§ **TAREAS**:
[1] Transcribe sin cambios el pasaje del texto sobre la Cuenta Pública de Boric que se abre con las palabras que contienen "Lo que debía" y se cierra con "dijeron con convicción.".
[2] Escribe la continuación del texto sobre la Cuenta Pública de Boric a partir de su última oración.

§ **TEXTO EXTRAÍDO**:
“No decimos que un Estado es feliz por la dicha de uno solo, sino por la de todos los ciudadanos.”
— Aristóteles, Ética a Nicómaco
Gabriel Boric se subió al estrado como si fuera el rector de una universidad en crisis, no el jefe de Estado de una república exhausta. Su Cuenta Pública fue eso: la última clase magistral de un gobierno que confundió gobernar con explicar, y que termina su mandato creyendo que las palabras bastan cuando ya nadie escucha.
Lo que debía ser un balance de gestión fue —como tantas veces en este ciclo— un acto de fe performativa. Una declaración de principios de alguien que nunca logró gobernar en condiciones reales. No hubo cuentas, hubo consignas; no hubo cifras que respondieran, hubo frases que flotaron. Y así, el ejercicio republicano se transformó en una liturgia simbólica de cierre para un gobierno que nunca llegó a abrir del todo.
La promesa de transformación se deshizo en el aire, sustituida por estética política, lenguaje inclusivo y superioridad moral de cartón. Gobernaron con hashtags, reaccionaron con comunicados, y terminaron creyendo que el Estado se conduce como una asamblea universitaria extendida. Y lo peor: lo dijeron con convicción.

Elementos almacenados

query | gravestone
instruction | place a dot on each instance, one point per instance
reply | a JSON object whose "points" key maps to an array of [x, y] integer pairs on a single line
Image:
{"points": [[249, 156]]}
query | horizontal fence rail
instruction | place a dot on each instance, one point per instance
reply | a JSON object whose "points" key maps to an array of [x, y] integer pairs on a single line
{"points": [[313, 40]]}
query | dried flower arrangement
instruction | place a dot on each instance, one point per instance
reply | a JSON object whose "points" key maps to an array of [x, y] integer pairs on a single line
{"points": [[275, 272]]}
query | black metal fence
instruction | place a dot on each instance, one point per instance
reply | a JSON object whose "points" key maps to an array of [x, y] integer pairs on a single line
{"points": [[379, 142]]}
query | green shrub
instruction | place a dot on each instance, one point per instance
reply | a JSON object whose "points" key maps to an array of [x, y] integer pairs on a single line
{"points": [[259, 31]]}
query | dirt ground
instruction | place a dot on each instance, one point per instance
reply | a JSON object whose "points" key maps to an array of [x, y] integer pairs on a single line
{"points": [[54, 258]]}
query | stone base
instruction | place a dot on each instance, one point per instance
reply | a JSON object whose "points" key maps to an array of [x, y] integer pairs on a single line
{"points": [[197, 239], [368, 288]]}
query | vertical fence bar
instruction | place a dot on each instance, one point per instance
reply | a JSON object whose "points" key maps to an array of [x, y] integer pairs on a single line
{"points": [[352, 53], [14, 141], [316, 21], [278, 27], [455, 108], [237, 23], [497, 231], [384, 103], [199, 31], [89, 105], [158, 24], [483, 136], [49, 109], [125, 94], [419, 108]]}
==
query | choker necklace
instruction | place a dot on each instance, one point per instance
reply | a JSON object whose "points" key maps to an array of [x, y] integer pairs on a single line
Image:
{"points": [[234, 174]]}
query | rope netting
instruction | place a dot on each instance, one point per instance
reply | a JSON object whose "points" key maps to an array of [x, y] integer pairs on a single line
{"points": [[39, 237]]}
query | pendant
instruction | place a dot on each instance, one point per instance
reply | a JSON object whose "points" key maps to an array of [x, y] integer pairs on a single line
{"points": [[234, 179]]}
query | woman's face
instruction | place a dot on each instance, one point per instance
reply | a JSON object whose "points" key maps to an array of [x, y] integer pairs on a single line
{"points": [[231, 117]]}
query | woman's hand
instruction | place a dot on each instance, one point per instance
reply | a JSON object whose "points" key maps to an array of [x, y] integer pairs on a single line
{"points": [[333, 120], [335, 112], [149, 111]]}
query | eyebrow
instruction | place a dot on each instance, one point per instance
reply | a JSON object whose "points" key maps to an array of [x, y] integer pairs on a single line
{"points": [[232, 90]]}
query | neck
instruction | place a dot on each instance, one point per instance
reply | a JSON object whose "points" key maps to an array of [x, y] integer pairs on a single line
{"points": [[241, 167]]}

§ **RESPUESTAS**:
[1]
Lo que debía ser un balance de gestión fue —como tantas veces en este ciclo— un acto de fe performativa. Una declaración de principios de alguien que nunca logró gobernar en condiciones reales. No hubo cuentas, hubo consignas; no hubo cifras que respondieran, hubo frases que flotaron. Y así, el ejercicio republicano se transformó en una liturgia simbólica de cierre para un gobierno que nunca llegó a abrir del todo.
La promesa de transformación se deshizo en el aire, sustituida por estética política, lenguaje inclusivo y superioridad moral de cartón. Gobernaron con hashtags, reaccionaron con comunicados, y terminaron creyendo que el Estado se conduce como una asamblea universitaria extendida. Y lo peor: lo dijeron con convicción.

[2]
Boric —más lector que gobernante— decoró su mandato con referencias a Arendt, Camus y Gramsci. Pero leer no basta. Porque entre la biblioteca y el boletín oficial hay un territorio inexplorado para este gobierno: la ejecución. La lectura sin consecuencia es cita. La sensibilidad sin poder es pose. Gobernaron con humanismo en el tono y parálisis en la mano.
La Cuenta Pública fue el resumen de esa contradicción: enunciados morales con cero política de fondo. Prometieron “mejor democracia”, pero toleraron el desgobierno en seguridad. Hablaron de dignidad, pero no supieron siquiera implementar una reforma tributaria. Y cuando llegó la hora del legado, ofrecieron la promesa de un Metro... que no existe.
Porque no solo fue una exageración política. Fue una ficción aritmética. La Ley de Presupuestos 2025 contempla un crecimiento del gasto de apenas 2%. En ese contexto, el Ministerio de Transportes fue recortado. No hay ni una sola partida destinada a la extensión del Metro al aeropuerto. Nada. Cero. El proyecto —estimado en 365 millones de dólares— está tan lejos como la luna. No hay licitación. No hay ingeniería. No hay nada.
Anunciar obras sin recursos es como inaugurar hospitales con promesas. Es demagogia con casco y chaleco reflectante. Y la ciudadanía lo sabe. El anuncio del Metro fue la postal perfecta de este gobierno: una línea trazada en el aire, para una gestión que vivió siempre a centímetros del suelo.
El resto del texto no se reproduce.